_The data_.
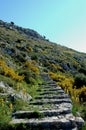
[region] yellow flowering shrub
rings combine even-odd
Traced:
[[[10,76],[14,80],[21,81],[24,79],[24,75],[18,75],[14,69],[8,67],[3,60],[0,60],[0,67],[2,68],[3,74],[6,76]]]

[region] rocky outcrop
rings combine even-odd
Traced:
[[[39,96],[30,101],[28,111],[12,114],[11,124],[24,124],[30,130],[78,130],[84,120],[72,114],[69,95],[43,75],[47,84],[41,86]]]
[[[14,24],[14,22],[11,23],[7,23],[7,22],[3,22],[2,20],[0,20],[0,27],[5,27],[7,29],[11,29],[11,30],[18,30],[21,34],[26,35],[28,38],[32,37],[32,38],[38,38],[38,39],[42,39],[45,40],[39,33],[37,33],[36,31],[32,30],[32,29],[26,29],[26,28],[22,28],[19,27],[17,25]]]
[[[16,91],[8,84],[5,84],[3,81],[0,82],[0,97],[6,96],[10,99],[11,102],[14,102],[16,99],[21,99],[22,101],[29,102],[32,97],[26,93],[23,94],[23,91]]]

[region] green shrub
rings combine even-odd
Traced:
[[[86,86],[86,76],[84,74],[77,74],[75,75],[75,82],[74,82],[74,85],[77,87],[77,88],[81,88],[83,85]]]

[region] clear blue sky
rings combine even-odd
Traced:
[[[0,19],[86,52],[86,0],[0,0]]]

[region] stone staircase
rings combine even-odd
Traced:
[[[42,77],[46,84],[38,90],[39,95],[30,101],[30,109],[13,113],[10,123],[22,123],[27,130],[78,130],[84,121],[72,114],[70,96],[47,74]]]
...
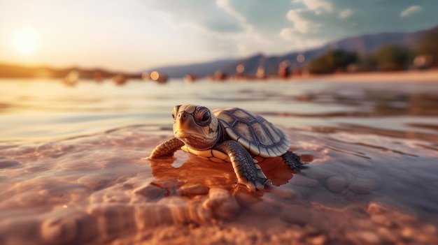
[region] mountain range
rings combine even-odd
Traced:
* * *
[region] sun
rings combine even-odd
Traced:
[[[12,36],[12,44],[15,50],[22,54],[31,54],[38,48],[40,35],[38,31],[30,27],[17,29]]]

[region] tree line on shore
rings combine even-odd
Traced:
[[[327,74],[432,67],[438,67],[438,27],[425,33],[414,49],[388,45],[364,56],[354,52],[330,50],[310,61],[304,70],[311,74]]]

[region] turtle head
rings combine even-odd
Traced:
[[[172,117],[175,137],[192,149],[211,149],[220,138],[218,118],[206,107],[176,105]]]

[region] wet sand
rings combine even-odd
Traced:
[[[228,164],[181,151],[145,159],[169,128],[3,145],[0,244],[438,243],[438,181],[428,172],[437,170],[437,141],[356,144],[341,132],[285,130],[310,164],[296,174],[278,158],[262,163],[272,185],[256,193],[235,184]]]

_Exercise objective_. Render the lines above as a Markdown table with the columns Row and Line, numbering each row and leaving out blank lines. Include only the lines from the one with "[region] clear blue sky" up to and including the one with "[[[0,19],[86,52],[86,0],[0,0]]]".

_Expected output_.
| Row | Line |
|---|---|
| 1 | [region] clear blue sky |
| 2 | rings combine even-odd |
| 3 | Traced: |
| 4 | [[[0,19],[86,52],[86,0],[0,0]]] |